■ **Work request**
Write out, from the entries below, exactly the lines that run between the lines holding "written like <point>258,285</point>." and "written like <point>267,25</point>.", inclusive, and stop there.
---------- Input data
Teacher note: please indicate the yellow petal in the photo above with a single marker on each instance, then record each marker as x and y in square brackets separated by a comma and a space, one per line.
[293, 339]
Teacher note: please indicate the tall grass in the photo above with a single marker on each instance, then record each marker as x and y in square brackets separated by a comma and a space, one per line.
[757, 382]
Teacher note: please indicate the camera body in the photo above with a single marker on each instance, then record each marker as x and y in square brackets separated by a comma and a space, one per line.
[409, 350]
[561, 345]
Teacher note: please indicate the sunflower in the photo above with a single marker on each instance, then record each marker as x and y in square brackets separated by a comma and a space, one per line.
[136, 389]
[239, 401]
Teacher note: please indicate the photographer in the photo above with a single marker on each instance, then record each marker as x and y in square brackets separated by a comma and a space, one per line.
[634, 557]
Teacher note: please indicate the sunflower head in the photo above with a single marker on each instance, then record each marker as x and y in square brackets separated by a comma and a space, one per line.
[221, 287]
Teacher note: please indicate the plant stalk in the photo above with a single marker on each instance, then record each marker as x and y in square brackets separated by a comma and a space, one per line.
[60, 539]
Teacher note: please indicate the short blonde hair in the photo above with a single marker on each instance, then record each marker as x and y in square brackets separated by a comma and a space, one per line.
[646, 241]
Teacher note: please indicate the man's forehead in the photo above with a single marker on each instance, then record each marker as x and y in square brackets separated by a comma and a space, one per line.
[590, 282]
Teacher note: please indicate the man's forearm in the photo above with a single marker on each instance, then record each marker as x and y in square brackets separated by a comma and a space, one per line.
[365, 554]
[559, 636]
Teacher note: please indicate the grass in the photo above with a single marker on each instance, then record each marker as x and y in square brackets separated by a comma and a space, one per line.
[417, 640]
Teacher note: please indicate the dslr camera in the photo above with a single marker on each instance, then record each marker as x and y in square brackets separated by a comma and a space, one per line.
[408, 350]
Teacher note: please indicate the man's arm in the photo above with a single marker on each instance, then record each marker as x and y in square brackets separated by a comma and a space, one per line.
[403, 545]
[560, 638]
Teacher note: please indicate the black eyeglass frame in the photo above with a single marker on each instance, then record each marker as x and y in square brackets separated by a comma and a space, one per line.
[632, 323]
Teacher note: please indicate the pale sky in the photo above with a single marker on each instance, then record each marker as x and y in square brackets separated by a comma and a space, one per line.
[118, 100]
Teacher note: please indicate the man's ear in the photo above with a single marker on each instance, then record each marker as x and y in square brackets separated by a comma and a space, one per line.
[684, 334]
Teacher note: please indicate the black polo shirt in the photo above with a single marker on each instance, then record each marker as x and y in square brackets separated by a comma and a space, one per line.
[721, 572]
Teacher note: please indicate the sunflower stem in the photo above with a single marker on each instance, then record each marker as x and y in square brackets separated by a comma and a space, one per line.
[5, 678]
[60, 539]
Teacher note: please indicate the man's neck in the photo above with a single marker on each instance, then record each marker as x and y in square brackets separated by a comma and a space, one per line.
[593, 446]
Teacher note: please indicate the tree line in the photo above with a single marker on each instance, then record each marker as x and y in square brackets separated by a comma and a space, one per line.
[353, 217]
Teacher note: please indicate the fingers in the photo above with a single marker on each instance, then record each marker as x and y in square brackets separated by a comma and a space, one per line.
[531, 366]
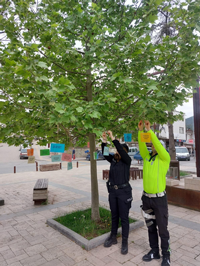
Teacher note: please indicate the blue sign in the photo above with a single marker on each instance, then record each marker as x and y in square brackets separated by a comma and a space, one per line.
[127, 137]
[57, 147]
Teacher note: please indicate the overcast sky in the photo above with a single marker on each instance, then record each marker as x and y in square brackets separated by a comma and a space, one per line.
[186, 108]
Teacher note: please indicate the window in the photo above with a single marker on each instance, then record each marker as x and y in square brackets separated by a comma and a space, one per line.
[181, 130]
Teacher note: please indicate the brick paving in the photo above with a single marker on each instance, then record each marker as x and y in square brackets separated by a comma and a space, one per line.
[26, 239]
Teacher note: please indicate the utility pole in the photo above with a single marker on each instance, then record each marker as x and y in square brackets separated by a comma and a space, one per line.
[196, 107]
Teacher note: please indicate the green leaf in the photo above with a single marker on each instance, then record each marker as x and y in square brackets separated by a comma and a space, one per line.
[42, 64]
[79, 109]
[95, 114]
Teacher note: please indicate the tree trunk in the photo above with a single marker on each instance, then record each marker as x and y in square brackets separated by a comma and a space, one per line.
[172, 151]
[93, 164]
[94, 182]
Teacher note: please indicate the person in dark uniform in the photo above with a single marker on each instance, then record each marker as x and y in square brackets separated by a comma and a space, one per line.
[120, 191]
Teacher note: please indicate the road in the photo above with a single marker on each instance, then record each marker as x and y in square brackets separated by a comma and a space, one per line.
[9, 157]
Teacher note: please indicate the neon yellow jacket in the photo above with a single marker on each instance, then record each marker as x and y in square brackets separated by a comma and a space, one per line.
[154, 172]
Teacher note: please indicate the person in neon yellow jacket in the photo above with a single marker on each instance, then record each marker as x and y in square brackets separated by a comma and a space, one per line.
[154, 199]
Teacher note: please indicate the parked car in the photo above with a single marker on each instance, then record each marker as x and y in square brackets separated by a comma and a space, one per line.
[182, 153]
[132, 151]
[100, 156]
[23, 154]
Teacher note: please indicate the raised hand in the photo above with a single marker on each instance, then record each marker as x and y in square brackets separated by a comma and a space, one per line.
[110, 134]
[104, 136]
[140, 125]
[147, 125]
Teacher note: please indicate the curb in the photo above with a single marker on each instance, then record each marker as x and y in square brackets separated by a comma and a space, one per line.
[83, 242]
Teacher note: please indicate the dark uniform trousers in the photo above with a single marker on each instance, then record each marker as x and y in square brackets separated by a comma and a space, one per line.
[120, 203]
[157, 206]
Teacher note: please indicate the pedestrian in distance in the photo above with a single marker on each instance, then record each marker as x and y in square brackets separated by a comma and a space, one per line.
[73, 154]
[120, 191]
[154, 198]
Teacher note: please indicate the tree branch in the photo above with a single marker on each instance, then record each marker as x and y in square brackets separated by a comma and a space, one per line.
[68, 71]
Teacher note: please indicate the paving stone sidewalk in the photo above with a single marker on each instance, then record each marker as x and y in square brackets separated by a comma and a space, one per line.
[26, 239]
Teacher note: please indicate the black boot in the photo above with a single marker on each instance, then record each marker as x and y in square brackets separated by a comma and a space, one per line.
[165, 261]
[111, 240]
[124, 249]
[151, 255]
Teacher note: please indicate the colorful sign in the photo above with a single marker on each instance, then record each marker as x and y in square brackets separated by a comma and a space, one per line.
[44, 152]
[69, 166]
[57, 147]
[30, 152]
[56, 158]
[145, 137]
[66, 157]
[95, 155]
[31, 159]
[106, 151]
[127, 137]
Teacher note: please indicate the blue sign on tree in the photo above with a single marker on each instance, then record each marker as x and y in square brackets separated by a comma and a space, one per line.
[57, 147]
[127, 137]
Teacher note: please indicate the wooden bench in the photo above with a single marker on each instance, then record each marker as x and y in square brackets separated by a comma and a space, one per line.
[40, 191]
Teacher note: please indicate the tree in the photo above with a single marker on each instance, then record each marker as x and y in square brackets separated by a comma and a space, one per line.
[166, 26]
[74, 69]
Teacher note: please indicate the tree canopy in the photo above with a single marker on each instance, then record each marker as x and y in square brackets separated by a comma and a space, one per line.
[69, 68]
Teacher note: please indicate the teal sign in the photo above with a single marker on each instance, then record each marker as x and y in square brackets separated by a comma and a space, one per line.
[44, 152]
[57, 147]
[56, 158]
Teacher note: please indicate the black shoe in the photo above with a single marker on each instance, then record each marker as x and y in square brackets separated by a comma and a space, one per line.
[111, 240]
[124, 249]
[165, 261]
[151, 255]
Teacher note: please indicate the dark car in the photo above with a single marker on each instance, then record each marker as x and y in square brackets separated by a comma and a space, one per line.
[100, 156]
[23, 154]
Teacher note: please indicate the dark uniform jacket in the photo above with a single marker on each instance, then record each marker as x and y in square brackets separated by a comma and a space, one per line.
[119, 171]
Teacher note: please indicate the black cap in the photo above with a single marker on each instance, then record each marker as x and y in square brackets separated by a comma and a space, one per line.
[126, 147]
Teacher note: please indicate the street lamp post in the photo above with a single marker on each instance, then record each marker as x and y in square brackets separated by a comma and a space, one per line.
[196, 107]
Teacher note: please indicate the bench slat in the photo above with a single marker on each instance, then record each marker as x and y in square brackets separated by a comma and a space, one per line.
[41, 184]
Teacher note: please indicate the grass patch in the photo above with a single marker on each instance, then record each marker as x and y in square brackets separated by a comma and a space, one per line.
[81, 223]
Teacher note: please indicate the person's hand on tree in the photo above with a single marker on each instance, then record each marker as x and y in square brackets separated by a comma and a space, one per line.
[110, 134]
[104, 136]
[147, 125]
[140, 125]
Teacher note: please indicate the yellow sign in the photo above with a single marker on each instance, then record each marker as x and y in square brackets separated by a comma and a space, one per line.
[145, 137]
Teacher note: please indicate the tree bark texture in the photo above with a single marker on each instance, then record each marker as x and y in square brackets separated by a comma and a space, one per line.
[196, 107]
[93, 163]
[172, 151]
[94, 181]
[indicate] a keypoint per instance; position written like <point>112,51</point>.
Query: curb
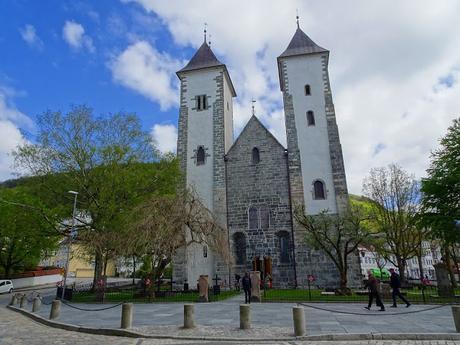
<point>320,337</point>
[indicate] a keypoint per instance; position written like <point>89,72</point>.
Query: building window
<point>318,190</point>
<point>284,246</point>
<point>264,217</point>
<point>310,118</point>
<point>201,102</point>
<point>255,155</point>
<point>253,217</point>
<point>200,156</point>
<point>239,240</point>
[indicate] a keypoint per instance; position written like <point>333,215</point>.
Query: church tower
<point>315,162</point>
<point>205,134</point>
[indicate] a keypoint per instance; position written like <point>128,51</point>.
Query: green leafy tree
<point>25,233</point>
<point>108,160</point>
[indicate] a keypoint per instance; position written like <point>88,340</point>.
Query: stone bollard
<point>456,315</point>
<point>55,309</point>
<point>189,316</point>
<point>36,305</point>
<point>299,321</point>
<point>126,315</point>
<point>23,303</point>
<point>245,316</point>
<point>14,300</point>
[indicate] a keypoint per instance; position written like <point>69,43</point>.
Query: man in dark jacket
<point>372,285</point>
<point>395,283</point>
<point>246,282</point>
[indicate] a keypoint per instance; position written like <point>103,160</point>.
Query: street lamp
<point>69,242</point>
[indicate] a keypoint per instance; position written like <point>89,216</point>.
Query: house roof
<point>301,44</point>
<point>205,58</point>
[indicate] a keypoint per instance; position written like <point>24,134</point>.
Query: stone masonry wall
<point>264,184</point>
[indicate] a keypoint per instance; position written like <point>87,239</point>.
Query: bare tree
<point>337,236</point>
<point>395,199</point>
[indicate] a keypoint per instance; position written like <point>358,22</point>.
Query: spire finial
<point>297,18</point>
<point>205,27</point>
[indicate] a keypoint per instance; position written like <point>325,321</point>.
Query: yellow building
<point>81,264</point>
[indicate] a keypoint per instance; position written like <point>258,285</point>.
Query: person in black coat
<point>372,285</point>
<point>395,283</point>
<point>246,282</point>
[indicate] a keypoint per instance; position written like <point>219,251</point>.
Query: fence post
<point>299,321</point>
<point>55,309</point>
<point>36,305</point>
<point>126,315</point>
<point>23,303</point>
<point>14,300</point>
<point>245,316</point>
<point>189,315</point>
<point>456,315</point>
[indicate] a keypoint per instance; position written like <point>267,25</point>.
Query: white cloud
<point>385,69</point>
<point>74,34</point>
<point>165,137</point>
<point>29,35</point>
<point>151,73</point>
<point>11,119</point>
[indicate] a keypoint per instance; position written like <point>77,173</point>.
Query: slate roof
<point>301,44</point>
<point>203,58</point>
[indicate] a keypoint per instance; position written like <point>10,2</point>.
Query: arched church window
<point>255,155</point>
<point>310,118</point>
<point>318,190</point>
<point>284,248</point>
<point>239,241</point>
<point>264,217</point>
<point>200,155</point>
<point>253,217</point>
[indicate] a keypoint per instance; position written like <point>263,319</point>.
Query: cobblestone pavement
<point>18,330</point>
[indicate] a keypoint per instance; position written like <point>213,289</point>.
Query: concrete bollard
<point>126,315</point>
<point>456,315</point>
<point>299,321</point>
<point>14,300</point>
<point>245,316</point>
<point>55,309</point>
<point>23,303</point>
<point>37,304</point>
<point>189,315</point>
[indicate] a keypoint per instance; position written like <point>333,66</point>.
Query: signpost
<point>311,278</point>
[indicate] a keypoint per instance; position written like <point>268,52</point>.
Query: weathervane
<point>297,18</point>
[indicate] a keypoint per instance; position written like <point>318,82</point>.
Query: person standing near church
<point>372,285</point>
<point>246,282</point>
<point>395,283</point>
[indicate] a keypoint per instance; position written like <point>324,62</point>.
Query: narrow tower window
<point>310,118</point>
<point>318,190</point>
<point>239,240</point>
<point>255,155</point>
<point>200,155</point>
<point>201,102</point>
<point>253,217</point>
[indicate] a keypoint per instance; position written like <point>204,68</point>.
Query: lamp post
<point>69,242</point>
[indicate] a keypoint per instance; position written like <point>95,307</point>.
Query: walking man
<point>246,281</point>
<point>395,283</point>
<point>372,285</point>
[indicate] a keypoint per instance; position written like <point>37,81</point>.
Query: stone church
<point>253,184</point>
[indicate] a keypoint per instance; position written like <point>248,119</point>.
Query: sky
<point>394,67</point>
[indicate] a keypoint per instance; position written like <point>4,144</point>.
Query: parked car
<point>6,286</point>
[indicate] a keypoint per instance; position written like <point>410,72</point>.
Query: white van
<point>6,286</point>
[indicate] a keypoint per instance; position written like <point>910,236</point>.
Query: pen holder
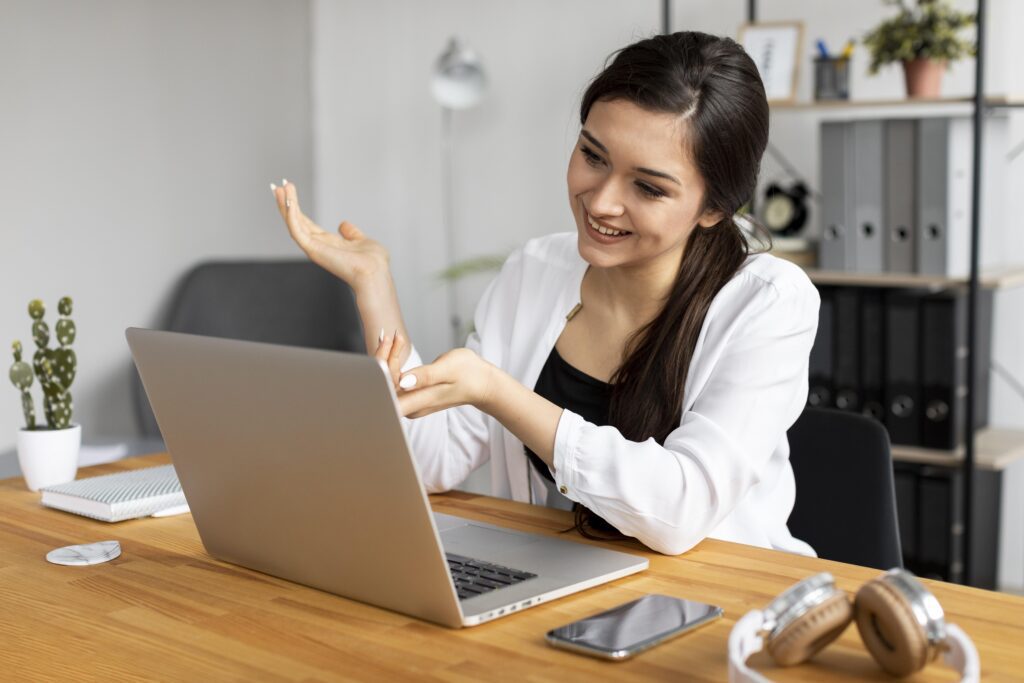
--------------------
■ **Result for this task**
[indicate] a keypoint per instance; position written like <point>258,285</point>.
Query: person in black coat
<point>372,285</point>
<point>395,283</point>
<point>246,282</point>
[indicate] a keypoint per instance; position written like <point>219,251</point>.
Query: fence post
<point>299,321</point>
<point>55,309</point>
<point>36,305</point>
<point>126,315</point>
<point>23,303</point>
<point>14,300</point>
<point>245,316</point>
<point>189,315</point>
<point>456,315</point>
[indicate] a keypoint per instance; position written like <point>267,25</point>.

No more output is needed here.